SOURCE MATERIAL
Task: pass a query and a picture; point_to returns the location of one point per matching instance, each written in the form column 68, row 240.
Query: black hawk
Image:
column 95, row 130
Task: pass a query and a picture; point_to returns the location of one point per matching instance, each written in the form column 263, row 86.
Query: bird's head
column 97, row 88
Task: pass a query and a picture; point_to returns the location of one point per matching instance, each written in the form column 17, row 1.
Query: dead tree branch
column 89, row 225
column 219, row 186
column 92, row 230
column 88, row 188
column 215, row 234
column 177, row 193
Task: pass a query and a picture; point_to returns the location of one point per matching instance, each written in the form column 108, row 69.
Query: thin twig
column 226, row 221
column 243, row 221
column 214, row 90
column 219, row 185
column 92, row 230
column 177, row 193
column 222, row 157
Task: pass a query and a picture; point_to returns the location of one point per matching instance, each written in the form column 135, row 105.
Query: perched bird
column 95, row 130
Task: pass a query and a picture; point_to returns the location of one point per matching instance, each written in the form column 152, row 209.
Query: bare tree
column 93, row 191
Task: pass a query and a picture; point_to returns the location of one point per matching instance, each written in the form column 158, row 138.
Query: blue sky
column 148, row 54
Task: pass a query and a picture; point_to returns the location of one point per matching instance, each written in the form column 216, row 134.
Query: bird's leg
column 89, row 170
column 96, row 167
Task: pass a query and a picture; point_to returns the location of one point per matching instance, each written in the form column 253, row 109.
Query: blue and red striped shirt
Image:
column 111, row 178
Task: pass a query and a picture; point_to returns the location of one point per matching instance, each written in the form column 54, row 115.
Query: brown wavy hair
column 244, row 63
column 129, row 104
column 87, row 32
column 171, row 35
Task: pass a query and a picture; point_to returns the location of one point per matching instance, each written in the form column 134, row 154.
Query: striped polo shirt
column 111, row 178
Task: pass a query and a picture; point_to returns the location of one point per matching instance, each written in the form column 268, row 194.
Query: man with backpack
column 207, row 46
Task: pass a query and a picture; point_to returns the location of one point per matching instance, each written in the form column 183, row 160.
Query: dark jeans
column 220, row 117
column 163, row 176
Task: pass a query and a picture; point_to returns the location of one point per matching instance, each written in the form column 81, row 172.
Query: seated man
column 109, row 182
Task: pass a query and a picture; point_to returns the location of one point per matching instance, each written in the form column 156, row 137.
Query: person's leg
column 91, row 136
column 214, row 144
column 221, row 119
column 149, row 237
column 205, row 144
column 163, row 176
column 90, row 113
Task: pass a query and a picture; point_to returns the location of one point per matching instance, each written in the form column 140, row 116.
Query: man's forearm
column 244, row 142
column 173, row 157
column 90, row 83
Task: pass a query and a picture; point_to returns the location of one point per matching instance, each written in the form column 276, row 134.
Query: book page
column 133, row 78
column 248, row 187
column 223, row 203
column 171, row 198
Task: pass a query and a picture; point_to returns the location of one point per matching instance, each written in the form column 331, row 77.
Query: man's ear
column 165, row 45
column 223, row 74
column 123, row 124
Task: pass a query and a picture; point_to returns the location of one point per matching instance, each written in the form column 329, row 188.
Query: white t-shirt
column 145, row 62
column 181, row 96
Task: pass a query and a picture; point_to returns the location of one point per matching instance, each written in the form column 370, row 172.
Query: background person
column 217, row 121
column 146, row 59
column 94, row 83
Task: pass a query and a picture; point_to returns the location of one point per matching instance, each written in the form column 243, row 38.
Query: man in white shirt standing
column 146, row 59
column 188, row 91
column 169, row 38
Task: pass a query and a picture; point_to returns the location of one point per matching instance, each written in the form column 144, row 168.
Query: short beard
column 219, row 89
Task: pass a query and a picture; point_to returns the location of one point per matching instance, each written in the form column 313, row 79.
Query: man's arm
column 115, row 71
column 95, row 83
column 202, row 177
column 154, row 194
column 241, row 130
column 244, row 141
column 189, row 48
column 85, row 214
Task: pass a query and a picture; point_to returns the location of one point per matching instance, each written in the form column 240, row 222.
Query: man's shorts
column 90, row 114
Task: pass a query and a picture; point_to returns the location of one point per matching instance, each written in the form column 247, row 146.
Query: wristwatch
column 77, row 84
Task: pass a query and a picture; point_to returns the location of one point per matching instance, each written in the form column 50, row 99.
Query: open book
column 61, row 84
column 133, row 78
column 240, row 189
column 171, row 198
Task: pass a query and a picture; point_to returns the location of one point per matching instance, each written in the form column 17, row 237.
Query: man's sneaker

TASK
Would you return the entries exactly as they stand?

RESULT FOR THIS EXERCISE
Task: pass a query and a picture; point_to returns the location of one point per matching instance, each written in the form column 68, row 240.
Query: black hawk
Image:
column 95, row 130
Task: pass a query and a picture; point_to returns the location of one point per matching instance, each written in the form column 263, row 86.
Query: bird's head
column 97, row 88
Task: pass a query and a picture; point_to returns the location of one point per matching instance, each written in the form column 17, row 1.
Query: dead tree branch
column 89, row 225
column 219, row 186
column 92, row 230
column 88, row 188
column 215, row 234
column 177, row 193
Task: pass a query and a picture; point_to returns the location of one point per matching instance, each written in the form column 108, row 69.
Query: thin twig
column 226, row 221
column 243, row 221
column 214, row 90
column 219, row 185
column 92, row 230
column 177, row 193
column 222, row 157
Task: pass a query and a picture; point_to returns the location of one point per matching instance, each written in the form column 135, row 105.
Query: perched bird
column 95, row 130
Task: pass a query and a picture; point_to returns the location of one point per matching instance, each written in the form column 152, row 209.
Query: bare tree
column 93, row 191
Task: pass a query and a picture; point_to returns the location of one point per matching instance, each written in the form column 158, row 138.
Query: blue sky
column 148, row 54
Task: pass a query and a picture; point_to returns the location of one point per matching instance, each written in the form column 216, row 134.
Query: bird's leg
column 89, row 170
column 96, row 167
Task: pass a query and a picture; point_to returns the location of one point per matching instance, each written in the form column 253, row 109.
Query: blue and red striped shirt
Image:
column 111, row 178
Task: pass a query and a picture; point_to returns the location of one point per matching instance, each written in the form column 54, row 115.
Query: brown wavy hair
column 244, row 63
column 129, row 104
column 87, row 32
column 171, row 35
Task: pass a query and a picture; point_to returns the location of one point per matching instance, each written in the form column 134, row 154.
Query: striped polo shirt
column 111, row 178
Task: pass a query and a picture; point_to returns the location of one point per matching instance, each written in the form column 268, row 194.
Query: man with backpack
column 207, row 46
Task: pass a query and a picture; point_to returns the location of one point per matching instance, each written in the form column 183, row 160.
Query: dark jeans
column 220, row 117
column 163, row 176
Task: pass a query and a picture; point_to returns the location of one point per matching instance, each written in the form column 81, row 172.
Query: seated man
column 109, row 182
Task: pass a query and a picture; point_to returns the location of one point per matching instance, each written in the form column 156, row 137.
Query: person's leg
column 91, row 136
column 214, row 144
column 221, row 119
column 149, row 237
column 205, row 144
column 163, row 176
column 90, row 113
Task: pass a query and a picture; point_to returns the location of one point per matching instance, each written in the form column 140, row 116.
Query: man's forearm
column 244, row 142
column 173, row 157
column 90, row 83
Task: pass a query and a picture; point_to returns the location of one point per matching instance, each written in the form column 276, row 134.
Query: book page
column 133, row 78
column 248, row 187
column 223, row 203
column 171, row 198
Task: pass a query and a picture; point_to returns the location of one point per matching instance, each written in the form column 331, row 77.
Query: man's ear
column 165, row 45
column 223, row 74
column 123, row 124
Task: pass a query and a picture; point_to returns the location of one point per matching instance, each written in the form column 329, row 188.
Query: white t-shirt
column 145, row 62
column 181, row 96
Task: pass a query and a picture; point_to returns the location of one point per matching instance, each written in the form column 370, row 172.
Query: background person
column 217, row 121
column 146, row 59
column 94, row 83
Task: pass a query and a picture; point_to returns the location of one point per matching instance, each written in the form column 243, row 38.
Query: man in white shirt standing
column 146, row 59
column 188, row 91
column 169, row 38
Task: pass a query and a picture; point_to returns the location of one point per matching instance, each written in the form column 144, row 168.
Query: short beard
column 219, row 89
Task: pass a query and a picture; point_to returns the location of one point per matching instance, each written in the form column 313, row 79.
Query: man's arm
column 115, row 71
column 95, row 83
column 202, row 177
column 154, row 194
column 241, row 130
column 244, row 141
column 189, row 48
column 85, row 214
Task: pass a query and a picture; point_to returns the location of one point per matching instance, each written in the form column 240, row 222.
Query: man's shorts
column 90, row 114
Task: pass a query and a picture; point_to returns the location of one point per matching instance, each written in the form column 247, row 146.
Query: wristwatch
column 77, row 84
Task: pass a query and a picture; point_to returns the location of one point per matching instance, each written in the form column 50, row 99.
Query: open book
column 61, row 84
column 133, row 78
column 240, row 189
column 171, row 198
Task: pass a query and a picture; point_to returns the location of one point per matching instance, each written in the form column 17, row 237.
Query: man's sneaker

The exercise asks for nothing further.